(Data items)
*** Begin section ***
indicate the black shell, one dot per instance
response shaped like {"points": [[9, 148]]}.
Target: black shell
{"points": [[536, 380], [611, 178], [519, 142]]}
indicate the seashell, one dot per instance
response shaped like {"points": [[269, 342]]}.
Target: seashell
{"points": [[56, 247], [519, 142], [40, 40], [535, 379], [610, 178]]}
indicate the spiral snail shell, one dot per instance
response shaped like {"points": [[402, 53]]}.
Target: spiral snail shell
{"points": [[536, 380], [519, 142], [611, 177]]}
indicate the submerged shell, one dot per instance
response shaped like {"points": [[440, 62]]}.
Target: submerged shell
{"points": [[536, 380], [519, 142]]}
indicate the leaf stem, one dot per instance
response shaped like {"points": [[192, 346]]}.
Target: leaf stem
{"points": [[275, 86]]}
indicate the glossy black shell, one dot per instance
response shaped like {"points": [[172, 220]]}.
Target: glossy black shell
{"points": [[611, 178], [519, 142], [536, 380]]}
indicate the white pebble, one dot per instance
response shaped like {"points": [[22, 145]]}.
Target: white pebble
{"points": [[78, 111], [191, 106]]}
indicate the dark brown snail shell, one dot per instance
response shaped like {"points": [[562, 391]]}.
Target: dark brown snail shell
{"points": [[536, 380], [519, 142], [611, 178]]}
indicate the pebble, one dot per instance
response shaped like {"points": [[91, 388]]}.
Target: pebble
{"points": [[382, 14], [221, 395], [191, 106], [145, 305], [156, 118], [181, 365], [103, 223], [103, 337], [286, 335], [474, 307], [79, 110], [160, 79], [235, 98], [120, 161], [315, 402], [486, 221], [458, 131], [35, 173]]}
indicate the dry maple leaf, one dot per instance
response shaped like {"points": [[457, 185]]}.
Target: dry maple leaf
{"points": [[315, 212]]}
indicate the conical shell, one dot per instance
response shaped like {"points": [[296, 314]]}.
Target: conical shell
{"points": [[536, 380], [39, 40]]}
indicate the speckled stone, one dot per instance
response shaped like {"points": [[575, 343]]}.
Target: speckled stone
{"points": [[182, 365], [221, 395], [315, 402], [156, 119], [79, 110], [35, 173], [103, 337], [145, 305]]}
*** End section ***
WHAT TO DO:
What is needed is an exact copy of the lines from the one containing "Target: conical shell" through the last line of the records above, both included.

WRITTEN ANSWER:
Target: conical shell
{"points": [[536, 380], [39, 40]]}
indicate the speckled stone, one dot per instance
response shaped like {"points": [[575, 343]]}.
Target: speckled stone
{"points": [[182, 365], [221, 395], [315, 402], [156, 119], [79, 110], [35, 173], [103, 337], [145, 305]]}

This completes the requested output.